## Stored data
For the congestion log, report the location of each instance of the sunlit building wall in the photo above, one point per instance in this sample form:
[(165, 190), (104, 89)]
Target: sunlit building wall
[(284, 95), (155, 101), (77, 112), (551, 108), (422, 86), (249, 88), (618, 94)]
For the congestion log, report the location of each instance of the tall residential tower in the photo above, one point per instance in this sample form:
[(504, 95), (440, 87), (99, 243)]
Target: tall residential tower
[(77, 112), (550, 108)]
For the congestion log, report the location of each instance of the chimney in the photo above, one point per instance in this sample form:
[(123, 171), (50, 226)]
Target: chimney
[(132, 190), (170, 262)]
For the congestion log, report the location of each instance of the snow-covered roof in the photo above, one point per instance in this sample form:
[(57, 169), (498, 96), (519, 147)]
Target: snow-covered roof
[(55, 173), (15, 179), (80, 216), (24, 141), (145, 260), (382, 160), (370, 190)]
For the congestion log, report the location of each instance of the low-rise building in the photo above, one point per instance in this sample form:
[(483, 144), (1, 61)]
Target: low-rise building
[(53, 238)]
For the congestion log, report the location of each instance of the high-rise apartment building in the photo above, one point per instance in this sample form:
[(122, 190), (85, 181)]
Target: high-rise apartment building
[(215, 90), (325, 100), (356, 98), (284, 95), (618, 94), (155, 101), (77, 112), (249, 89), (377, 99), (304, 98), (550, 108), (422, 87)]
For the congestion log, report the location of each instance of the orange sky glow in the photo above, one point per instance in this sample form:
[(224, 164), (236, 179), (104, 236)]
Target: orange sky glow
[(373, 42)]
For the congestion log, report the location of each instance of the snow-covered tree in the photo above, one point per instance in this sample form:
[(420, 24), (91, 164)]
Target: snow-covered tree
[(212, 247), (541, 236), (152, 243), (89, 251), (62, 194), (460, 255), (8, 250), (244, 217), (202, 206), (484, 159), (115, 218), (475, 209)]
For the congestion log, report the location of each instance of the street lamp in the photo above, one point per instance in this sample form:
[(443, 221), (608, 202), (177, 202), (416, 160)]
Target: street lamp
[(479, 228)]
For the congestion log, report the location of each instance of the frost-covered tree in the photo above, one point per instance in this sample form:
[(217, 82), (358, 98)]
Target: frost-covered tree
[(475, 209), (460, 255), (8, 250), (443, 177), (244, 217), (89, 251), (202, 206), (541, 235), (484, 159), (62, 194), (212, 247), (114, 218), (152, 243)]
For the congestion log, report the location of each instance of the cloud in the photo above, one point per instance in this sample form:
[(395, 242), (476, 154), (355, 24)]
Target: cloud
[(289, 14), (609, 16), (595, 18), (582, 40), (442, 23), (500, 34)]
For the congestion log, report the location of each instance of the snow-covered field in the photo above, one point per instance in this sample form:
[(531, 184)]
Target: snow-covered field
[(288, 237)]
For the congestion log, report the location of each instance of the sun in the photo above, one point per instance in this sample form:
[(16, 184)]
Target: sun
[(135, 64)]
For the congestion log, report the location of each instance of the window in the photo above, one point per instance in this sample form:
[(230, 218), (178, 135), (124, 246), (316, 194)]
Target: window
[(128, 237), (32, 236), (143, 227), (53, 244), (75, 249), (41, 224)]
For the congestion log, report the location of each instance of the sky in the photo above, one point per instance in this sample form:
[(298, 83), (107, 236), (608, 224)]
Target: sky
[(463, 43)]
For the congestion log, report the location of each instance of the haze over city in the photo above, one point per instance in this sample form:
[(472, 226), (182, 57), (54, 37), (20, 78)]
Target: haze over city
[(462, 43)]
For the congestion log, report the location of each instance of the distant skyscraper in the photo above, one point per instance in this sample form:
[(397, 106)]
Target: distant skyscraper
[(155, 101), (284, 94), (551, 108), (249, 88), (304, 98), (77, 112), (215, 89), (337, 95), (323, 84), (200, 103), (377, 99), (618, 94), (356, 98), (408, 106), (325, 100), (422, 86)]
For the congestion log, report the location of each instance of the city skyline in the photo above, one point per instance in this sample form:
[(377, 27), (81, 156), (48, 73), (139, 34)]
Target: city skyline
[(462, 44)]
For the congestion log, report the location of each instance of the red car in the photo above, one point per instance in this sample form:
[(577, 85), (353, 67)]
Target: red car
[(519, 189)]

## Prompt
Could you write out all of the data again, exactly as given?

## Task output
For the congestion log, report the location of each instance of the sunlit building wall in the photo above, one point per instance in this sample form:
[(165, 190), (104, 89)]
Target: sunlit building wall
[(284, 95), (155, 101), (77, 112), (551, 108), (422, 86), (249, 88), (618, 94)]
For the congestion log, report the location of each instance of the tall residential tower in the photo above, one point per instance in this sample form:
[(504, 95), (440, 87), (99, 243)]
Target: tall residential tower
[(77, 112), (550, 108)]
For the congestion log, report the location of each instance of the chimney in the photo above, one point per instance in this sample form:
[(123, 171), (50, 226)]
Target: chimney
[(132, 190), (170, 262)]
For the congestion log, report the location of each instance of the snow-covered roof in the photo above, one point per instance in this sample form:
[(57, 169), (498, 96), (519, 147)]
Target: snow-covered roof
[(55, 173), (15, 179), (80, 216), (24, 141), (145, 260), (382, 160), (370, 190)]
For the congestion log, report the location of each instance of the low-rise building in the photo above, one point per instance in this sample form:
[(483, 144), (1, 61)]
Target: low-rise building
[(53, 238)]
For the congestion log, report the location of each instance of the high-rise apartment building in the photo above, one point per instance in this sample form:
[(122, 190), (85, 181)]
Target: high-rise apartment building
[(215, 90), (325, 100), (356, 98), (284, 95), (618, 94), (155, 101), (77, 112), (249, 89), (377, 99), (304, 98), (550, 108), (422, 87)]
For the congestion log, report the location of each instance of the orange sky glow in the photo above, one point per instance in this sample form:
[(224, 164), (236, 179), (104, 236)]
Target: orange sky glow
[(373, 42)]
For the congestion log, report the location of each instance of the snow-covered tree in the photo above, one point per instance in this sample form:
[(420, 24), (91, 164)]
Target: snow-covered tree
[(212, 247), (541, 236), (152, 243), (89, 251), (62, 194), (460, 255), (8, 250), (244, 217), (202, 206), (484, 159), (115, 218), (475, 209)]
For the congestion log, report the location of each instance of the street lamp in the photo above, one point per instance in this sample form:
[(443, 221), (608, 202), (177, 202), (416, 160)]
Target: street lamp
[(479, 228)]
For the congestion log, report the location of each instance of the frost-covered tree in the photo above, one point per instance in this sample form:
[(217, 82), (358, 98)]
Target: frost-covered tree
[(475, 209), (460, 255), (8, 250), (443, 177), (244, 217), (89, 251), (202, 206), (541, 235), (484, 159), (62, 194), (212, 247), (114, 218), (152, 243)]
For the congestion log, report the location of each instance of the cloud in the photo above, one point per instance in this sample form:
[(395, 242), (476, 154), (355, 24)]
Target: cloud
[(289, 14), (609, 16), (595, 18), (582, 40), (442, 23), (500, 34)]
For the congestion log, report the location of each instance of the snow-covered field in the photo above, one point per instance in this sample form:
[(531, 184)]
Target: snow-covered field
[(288, 237)]
For the congestion log, report the location of each instance of the sun in the photo above, one point per instance in this sample form:
[(16, 184)]
Target: sun
[(135, 64)]
For the congestion log, report the location of each instance of the window in the photo above, one point per instance in this sample form:
[(230, 218), (178, 135), (124, 246), (316, 194)]
Target: window
[(128, 237), (32, 236), (143, 227), (53, 244), (75, 249), (41, 224)]
For the congestion log, report the location of each instance of the sky in the photo above, one point per instance in this sample form:
[(298, 83), (107, 236), (608, 224)]
Target: sky
[(463, 43)]
For the congestion log, report the location of each instance of the haze over city in the photo above, one point per instance in this sample form:
[(472, 226), (182, 57), (54, 37), (20, 78)]
Target: haze over city
[(462, 43)]
For the congestion log, report the location of each instance of the distant skyscraper in the photo above, one point per instance in this sample form:
[(397, 106)]
Target: distant skyscraper
[(155, 101), (284, 94), (551, 108), (249, 88), (304, 98), (77, 112), (215, 89), (337, 95), (323, 84), (200, 103), (377, 99), (618, 94), (356, 98), (408, 106), (325, 100), (422, 86)]
For the congestion log, report the location of each instance of the city skyline in the photo above, one point per instance in this sample form:
[(377, 27), (81, 156), (48, 73), (139, 34)]
Target: city skyline
[(462, 44)]
For the congestion log, report the location of each instance of the red car in the photo above, one point per instance in this sample form:
[(577, 85), (353, 67)]
Target: red car
[(519, 189)]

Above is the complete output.